» Requirements:
Lay out the lines of all the records below as a numbered list, skipping any blank lines. Leave the pictures out of your answer.

BEGIN Input material

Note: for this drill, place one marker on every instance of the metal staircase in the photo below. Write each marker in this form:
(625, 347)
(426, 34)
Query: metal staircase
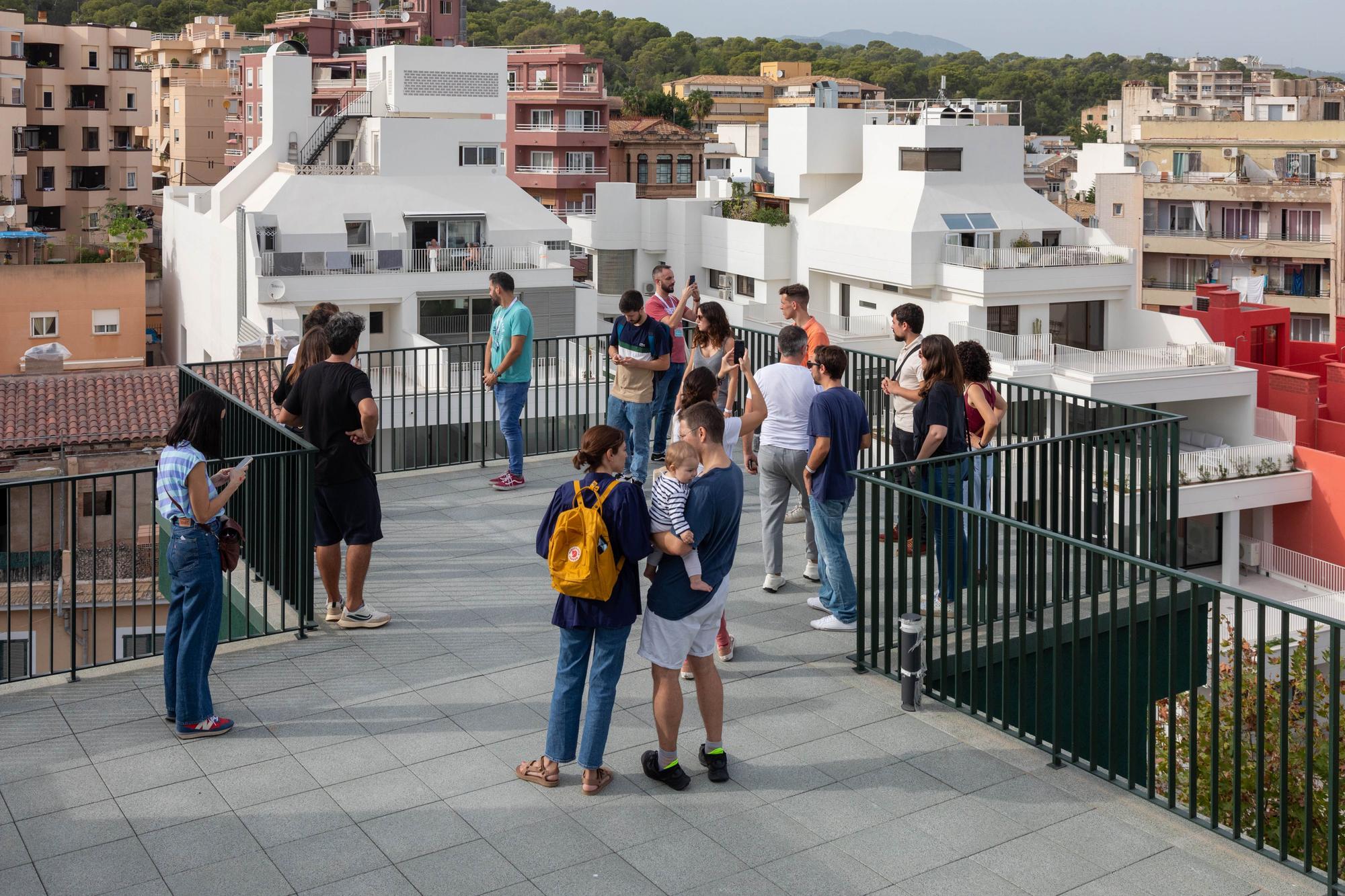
(353, 104)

END Input material

» Expected answer:
1. Note: for this drill, place one marker on every instance of the metal staircase in the photo below. Write each marker in this form:
2. (625, 347)
3. (426, 34)
4. Query: metal staircase
5. (353, 104)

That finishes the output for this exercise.